What you should do:
Return the data lines word for word, starting at the very first line and ending at the line that contains "top-left (0, 227), bottom-right (600, 399)", with both of those lines included.

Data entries
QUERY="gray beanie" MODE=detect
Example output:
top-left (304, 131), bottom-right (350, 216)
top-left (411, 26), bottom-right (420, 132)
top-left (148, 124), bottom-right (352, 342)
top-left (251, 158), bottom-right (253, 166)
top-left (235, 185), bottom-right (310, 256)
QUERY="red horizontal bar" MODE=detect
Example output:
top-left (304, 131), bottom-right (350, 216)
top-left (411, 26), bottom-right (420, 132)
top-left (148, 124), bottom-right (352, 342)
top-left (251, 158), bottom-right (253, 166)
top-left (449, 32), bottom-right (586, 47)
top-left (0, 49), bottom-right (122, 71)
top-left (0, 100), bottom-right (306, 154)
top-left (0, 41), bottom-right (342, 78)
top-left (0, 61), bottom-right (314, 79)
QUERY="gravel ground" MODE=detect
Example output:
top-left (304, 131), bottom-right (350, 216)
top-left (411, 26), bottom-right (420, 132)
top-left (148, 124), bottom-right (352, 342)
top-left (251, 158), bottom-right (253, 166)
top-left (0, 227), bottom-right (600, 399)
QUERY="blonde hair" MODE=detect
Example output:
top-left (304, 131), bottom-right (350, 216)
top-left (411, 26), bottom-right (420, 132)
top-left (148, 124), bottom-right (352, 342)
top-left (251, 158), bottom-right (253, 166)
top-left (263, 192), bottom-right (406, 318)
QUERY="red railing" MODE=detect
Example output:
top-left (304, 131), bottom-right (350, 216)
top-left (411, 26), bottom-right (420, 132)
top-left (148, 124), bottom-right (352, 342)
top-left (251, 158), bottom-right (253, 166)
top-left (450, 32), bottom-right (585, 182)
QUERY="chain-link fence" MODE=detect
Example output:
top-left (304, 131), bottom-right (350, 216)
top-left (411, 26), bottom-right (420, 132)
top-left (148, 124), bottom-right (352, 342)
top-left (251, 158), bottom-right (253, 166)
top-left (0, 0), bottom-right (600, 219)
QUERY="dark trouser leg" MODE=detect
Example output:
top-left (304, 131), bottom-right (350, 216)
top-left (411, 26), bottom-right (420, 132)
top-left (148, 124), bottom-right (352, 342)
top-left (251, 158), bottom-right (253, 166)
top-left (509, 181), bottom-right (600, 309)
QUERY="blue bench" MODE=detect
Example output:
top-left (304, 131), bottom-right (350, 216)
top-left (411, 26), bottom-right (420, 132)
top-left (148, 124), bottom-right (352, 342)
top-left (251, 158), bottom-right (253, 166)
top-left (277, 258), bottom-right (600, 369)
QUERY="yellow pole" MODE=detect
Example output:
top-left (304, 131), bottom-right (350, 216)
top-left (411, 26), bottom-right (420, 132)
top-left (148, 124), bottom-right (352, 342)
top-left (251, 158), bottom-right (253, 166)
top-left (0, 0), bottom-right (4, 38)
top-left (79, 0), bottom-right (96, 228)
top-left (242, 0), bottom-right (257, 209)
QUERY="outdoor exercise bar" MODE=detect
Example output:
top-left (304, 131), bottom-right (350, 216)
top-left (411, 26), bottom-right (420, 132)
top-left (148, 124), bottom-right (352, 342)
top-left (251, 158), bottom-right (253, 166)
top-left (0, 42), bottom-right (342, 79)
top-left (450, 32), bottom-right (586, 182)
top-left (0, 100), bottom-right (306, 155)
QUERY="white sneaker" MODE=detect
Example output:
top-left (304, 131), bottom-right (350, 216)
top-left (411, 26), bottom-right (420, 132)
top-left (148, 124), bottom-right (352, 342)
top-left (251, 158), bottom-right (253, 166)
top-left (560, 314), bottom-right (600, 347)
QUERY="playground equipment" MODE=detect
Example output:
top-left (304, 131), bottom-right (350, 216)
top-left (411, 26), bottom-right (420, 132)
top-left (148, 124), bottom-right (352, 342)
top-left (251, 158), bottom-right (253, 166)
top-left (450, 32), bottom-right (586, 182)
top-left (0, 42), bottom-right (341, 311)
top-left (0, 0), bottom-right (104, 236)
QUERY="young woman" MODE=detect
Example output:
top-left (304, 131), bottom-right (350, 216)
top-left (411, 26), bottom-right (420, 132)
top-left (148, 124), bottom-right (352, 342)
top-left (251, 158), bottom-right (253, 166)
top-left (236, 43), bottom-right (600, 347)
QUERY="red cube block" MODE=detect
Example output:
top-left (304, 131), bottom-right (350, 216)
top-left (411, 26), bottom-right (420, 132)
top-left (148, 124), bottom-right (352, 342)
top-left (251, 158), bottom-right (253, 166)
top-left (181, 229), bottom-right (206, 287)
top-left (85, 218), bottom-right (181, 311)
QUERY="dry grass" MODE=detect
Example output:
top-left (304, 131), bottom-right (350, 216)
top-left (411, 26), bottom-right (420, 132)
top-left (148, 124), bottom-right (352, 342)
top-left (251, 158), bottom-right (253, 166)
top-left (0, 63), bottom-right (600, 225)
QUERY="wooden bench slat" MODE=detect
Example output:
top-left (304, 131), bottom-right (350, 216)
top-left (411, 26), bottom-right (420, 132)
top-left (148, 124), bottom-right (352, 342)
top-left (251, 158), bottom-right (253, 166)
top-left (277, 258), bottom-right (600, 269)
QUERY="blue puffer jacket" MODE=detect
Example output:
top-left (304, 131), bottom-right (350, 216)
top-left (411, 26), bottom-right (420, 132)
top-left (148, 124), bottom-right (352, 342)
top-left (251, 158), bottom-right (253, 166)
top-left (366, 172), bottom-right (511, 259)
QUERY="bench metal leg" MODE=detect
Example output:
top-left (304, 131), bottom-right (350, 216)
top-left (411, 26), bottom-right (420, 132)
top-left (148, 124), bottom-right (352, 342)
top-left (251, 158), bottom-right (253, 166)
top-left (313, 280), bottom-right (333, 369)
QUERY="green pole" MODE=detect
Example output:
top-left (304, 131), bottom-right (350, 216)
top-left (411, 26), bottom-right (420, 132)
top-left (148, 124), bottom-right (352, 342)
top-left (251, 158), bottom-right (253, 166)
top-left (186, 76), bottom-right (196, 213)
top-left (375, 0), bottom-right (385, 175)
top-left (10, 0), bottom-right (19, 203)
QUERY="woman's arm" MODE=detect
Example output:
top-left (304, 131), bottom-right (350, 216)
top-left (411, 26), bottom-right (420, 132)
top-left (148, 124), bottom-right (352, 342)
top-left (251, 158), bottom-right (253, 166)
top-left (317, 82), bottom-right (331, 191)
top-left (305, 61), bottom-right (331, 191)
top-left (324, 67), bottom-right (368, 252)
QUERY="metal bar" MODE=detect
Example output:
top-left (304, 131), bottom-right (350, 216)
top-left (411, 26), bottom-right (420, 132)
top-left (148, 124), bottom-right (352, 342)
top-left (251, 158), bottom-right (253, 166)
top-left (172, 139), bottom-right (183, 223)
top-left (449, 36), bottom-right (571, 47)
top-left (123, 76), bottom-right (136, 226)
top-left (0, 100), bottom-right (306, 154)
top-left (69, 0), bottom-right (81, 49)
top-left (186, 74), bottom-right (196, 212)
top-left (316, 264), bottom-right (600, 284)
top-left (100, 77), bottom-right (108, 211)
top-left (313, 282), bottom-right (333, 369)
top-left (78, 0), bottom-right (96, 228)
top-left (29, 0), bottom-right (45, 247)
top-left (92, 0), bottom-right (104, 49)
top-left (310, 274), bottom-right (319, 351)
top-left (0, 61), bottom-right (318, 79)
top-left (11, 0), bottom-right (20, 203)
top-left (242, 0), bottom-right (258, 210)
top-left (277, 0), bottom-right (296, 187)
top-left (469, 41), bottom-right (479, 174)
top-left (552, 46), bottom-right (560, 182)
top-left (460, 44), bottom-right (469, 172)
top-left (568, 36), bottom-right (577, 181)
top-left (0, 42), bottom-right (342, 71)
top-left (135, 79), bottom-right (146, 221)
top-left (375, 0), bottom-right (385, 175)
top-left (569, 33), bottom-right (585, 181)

Solved problem:
QUERY="gray beanie" MODE=detect
Example output:
top-left (304, 131), bottom-right (350, 216)
top-left (411, 26), bottom-right (420, 132)
top-left (148, 124), bottom-right (352, 342)
top-left (251, 158), bottom-right (253, 166)
top-left (235, 185), bottom-right (310, 256)
QUERY="red horizontal bar" MODE=detect
Example output:
top-left (304, 131), bottom-right (350, 216)
top-left (411, 26), bottom-right (420, 132)
top-left (148, 124), bottom-right (352, 342)
top-left (251, 158), bottom-right (253, 166)
top-left (449, 32), bottom-right (586, 47)
top-left (0, 49), bottom-right (122, 71)
top-left (0, 100), bottom-right (306, 154)
top-left (0, 41), bottom-right (342, 78)
top-left (0, 61), bottom-right (314, 79)
QUERY="gravel ground" MODE=detect
Example output:
top-left (304, 131), bottom-right (350, 216)
top-left (411, 26), bottom-right (420, 132)
top-left (148, 124), bottom-right (352, 342)
top-left (251, 158), bottom-right (253, 166)
top-left (0, 227), bottom-right (600, 399)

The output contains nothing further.